## GIVEN REQUEST
Return every row below that contains the word "skid", copying each one in full.

[Rows excerpted from a collection]
* START *
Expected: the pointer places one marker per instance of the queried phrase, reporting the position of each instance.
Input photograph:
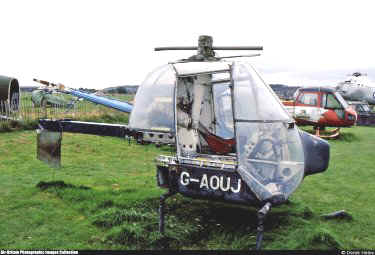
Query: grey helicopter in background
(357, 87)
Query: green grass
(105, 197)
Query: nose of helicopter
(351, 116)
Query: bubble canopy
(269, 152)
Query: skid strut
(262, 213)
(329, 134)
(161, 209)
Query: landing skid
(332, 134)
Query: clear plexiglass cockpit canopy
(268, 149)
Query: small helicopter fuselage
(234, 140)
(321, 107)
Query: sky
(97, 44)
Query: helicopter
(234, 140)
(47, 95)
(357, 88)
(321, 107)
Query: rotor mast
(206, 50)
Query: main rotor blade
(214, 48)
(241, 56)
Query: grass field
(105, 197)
* END *
* START *
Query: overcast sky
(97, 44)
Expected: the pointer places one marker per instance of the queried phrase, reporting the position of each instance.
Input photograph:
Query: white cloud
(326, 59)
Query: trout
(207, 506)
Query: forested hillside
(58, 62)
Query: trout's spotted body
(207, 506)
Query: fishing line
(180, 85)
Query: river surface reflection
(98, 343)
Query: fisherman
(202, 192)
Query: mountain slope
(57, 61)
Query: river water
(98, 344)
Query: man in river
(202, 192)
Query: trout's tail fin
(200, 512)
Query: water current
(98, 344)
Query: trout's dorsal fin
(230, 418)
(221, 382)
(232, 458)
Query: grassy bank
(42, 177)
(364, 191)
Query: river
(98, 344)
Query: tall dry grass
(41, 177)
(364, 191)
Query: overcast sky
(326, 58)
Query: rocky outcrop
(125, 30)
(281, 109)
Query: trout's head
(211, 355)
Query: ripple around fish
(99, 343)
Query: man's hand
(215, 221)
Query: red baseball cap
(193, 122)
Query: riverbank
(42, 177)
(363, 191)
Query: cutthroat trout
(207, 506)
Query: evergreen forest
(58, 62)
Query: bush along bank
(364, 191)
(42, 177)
* END *
## RESULT OF THE EXERCISE
Query: skid strut
Query: landing skid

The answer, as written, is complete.